TASK DESCRIPTION
Please output all of the entries exactly and omit any images they hold.

EXCERPTED DATA

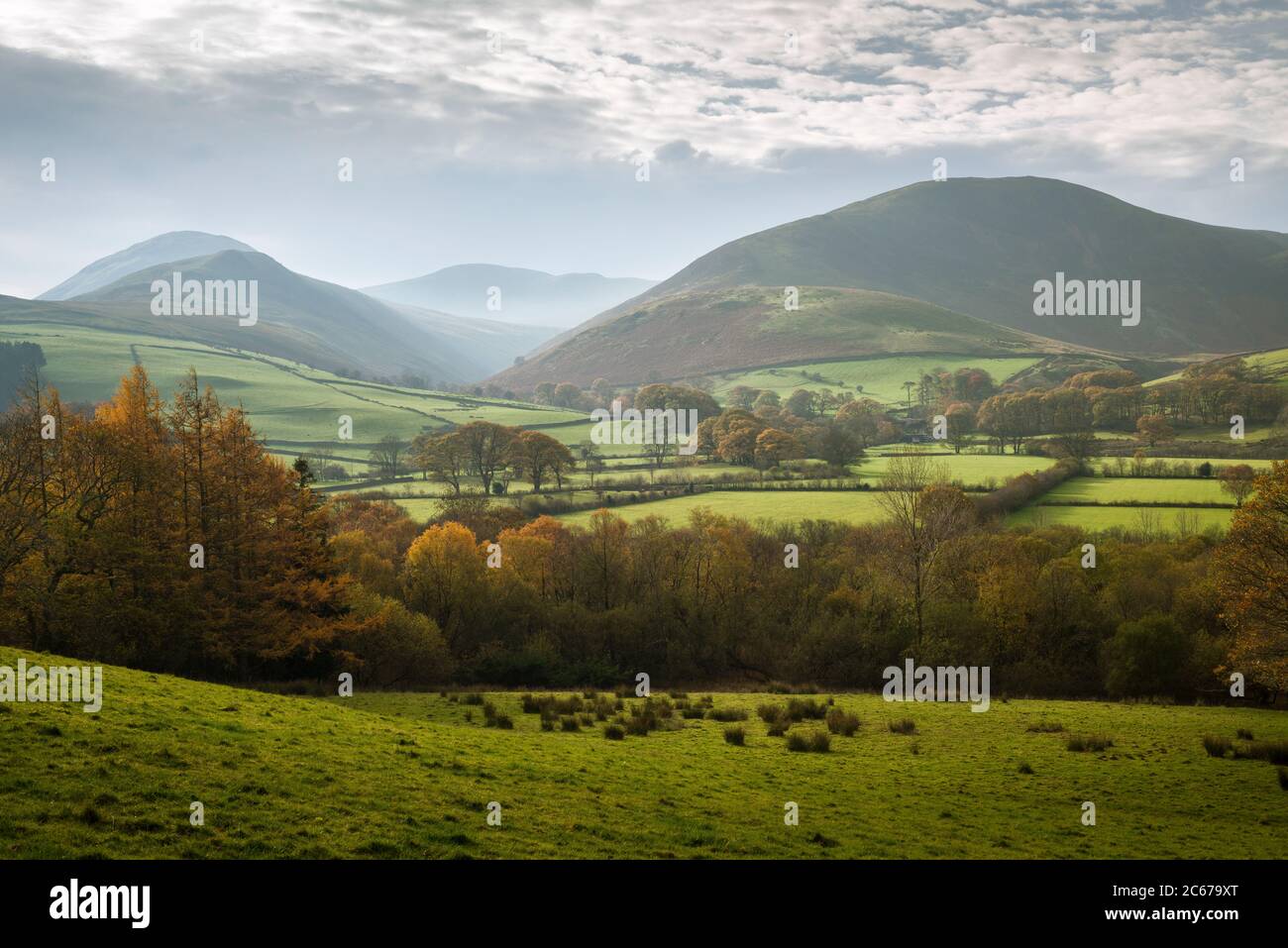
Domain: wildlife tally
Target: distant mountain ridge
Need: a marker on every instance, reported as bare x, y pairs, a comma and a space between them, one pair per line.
975, 247
515, 294
299, 318
175, 245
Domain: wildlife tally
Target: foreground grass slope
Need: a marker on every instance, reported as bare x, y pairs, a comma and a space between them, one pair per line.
408, 776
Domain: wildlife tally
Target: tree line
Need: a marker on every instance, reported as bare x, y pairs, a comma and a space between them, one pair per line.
161, 535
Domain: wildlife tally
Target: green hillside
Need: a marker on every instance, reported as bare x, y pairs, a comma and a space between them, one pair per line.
880, 377
299, 318
411, 776
720, 331
287, 402
974, 247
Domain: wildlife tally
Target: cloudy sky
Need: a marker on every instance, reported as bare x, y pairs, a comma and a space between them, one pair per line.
514, 132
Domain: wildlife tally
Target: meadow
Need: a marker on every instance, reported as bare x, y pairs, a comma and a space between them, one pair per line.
881, 377
288, 403
411, 776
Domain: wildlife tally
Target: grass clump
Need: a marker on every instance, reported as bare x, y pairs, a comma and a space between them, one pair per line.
1090, 742
814, 742
841, 723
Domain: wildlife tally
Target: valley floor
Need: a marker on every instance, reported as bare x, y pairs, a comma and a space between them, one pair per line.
403, 775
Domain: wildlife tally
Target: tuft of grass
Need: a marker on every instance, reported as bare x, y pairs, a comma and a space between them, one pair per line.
771, 712
841, 723
1044, 728
1218, 746
1274, 751
805, 708
1090, 742
814, 742
726, 714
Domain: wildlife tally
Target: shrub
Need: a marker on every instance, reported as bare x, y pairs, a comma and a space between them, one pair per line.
841, 723
1216, 746
1274, 751
1089, 742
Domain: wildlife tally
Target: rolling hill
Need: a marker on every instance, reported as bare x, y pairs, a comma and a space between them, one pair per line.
526, 296
300, 318
176, 245
711, 331
969, 247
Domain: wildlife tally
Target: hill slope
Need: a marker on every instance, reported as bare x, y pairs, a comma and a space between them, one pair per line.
977, 247
527, 296
176, 245
719, 330
300, 318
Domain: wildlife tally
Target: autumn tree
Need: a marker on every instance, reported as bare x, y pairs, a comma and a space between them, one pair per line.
1252, 578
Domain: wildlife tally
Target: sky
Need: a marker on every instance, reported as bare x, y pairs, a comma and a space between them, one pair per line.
619, 138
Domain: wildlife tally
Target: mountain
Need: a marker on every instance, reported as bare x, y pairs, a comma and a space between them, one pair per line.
974, 247
299, 318
526, 296
176, 245
702, 331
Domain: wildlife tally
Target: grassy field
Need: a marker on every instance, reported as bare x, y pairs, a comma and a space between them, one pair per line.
784, 506
969, 469
881, 377
411, 776
1138, 489
1099, 518
287, 402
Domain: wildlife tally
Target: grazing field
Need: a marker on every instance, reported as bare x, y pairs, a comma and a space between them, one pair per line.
411, 776
969, 469
1144, 518
782, 506
1137, 489
881, 377
290, 404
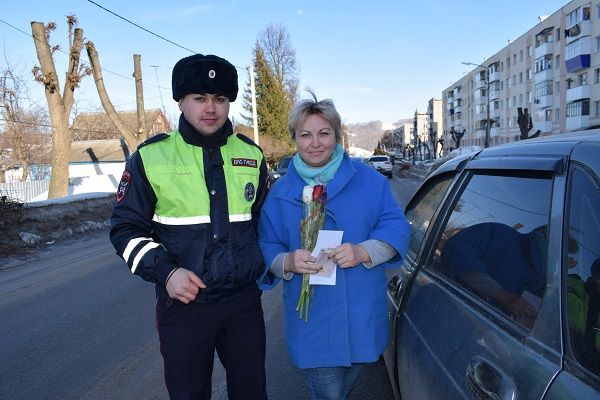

WRITTEN RESPONSE
Domain: wildlife tally
Target: distant mountain ridge
Need: a marker on every instance, reported as bare x, y pairs, a comma and a space between them, one pair per line.
975, 247
515, 294
299, 318
175, 245
Domain: wildlife tally
Target: foreground grass slope
Need: a marker on every instance, reported as bare x, y pairs, a comma and a space between them, one pair per line.
408, 776
Domain: wildlife tally
Target: tree line
Need: a marker on every instance, reported as bare x, y pairs, a comma and a space between them, one pair per line.
161, 535
Domain: wildlife tally
Target: green hillside
Need: a marker on every instance, reported as bare x, y pairs, a comma and a space between them, one pair per line.
880, 377
299, 318
411, 776
720, 331
287, 402
974, 247
Domain: wildlife tally
Target: cloudy sky
Need: a marker on every instance, reported as bare x, y pairs, a comma and a space between them, one pair per line.
514, 132
Domain: wildlife tally
Target: meadow
Need: a marker on every instance, reported as bare x, y pairs, a comma and a space between them, one pair per line.
881, 377
288, 403
411, 776
Domain: wildlife tally
Target: grass clump
Need: a marker on every instance, reported as bare x, y pairs, a comma and a space between them, one pair per line.
1090, 742
814, 742
841, 723
Domain: wildlife tally
Target: valley floor
Need: a marker on every instance, reported as bare x, y pairs, a comma and a space between them, one pair per line.
403, 775
Domain: wildlife tally
Target: tuft of grass
Need: a marker on every instance, reported as bare x, y pairs, a comma and a space between them, one pair per line.
771, 712
841, 723
1044, 728
1218, 746
1274, 751
805, 708
1090, 742
814, 742
726, 714
Domain: wildlife tally
Target: shrub
Need: a marker on every instance, reported as bare x, y pairs, a comma and a space between them, one pair per line.
841, 723
1216, 746
1274, 751
1089, 742
Domain: wildlife tally
Target: rolling hill
Need: a marker on every instance, reported as bare x, y pairs, a comma and a space between them, one pair per line.
526, 296
300, 318
176, 245
711, 331
969, 247
Domain: wildlife tally
Target: hill slope
Need: a marker on every instance, reported as bare x, y pairs, a comma and a space between them, one pair per line.
977, 247
527, 296
176, 245
719, 330
300, 318
Domain: wildlife tally
Target: autumn tree
Need: a marker on every instance, reported as bare x, y pairs, a comma and a space between them, one pair per line.
1252, 578
Domain: wildlife tally
Target: sky
Need: a marker on every instance, reported as bare x, y pairs, a comma and a space between them, one pair per line.
619, 138
Domain: wildlife tally
Target: mountain
Need: a marker on every instance, reported as bare x, y pairs, a comma and a space between them, one pair per line.
974, 247
299, 318
526, 296
176, 245
702, 331
Domain: wildlife tally
Target: grassy field
Need: a marker on every instance, reported as bare x, y pairs, a comma and a space between them, one pair per line.
784, 506
969, 469
881, 377
411, 776
1138, 489
1099, 518
287, 402
Domain: wildlife tally
Target: grazing field
Need: a marker on every instance, reported as bare x, y pairs, a comma and a space between them, one pair per line.
411, 776
969, 469
1144, 518
782, 506
1137, 489
881, 377
290, 404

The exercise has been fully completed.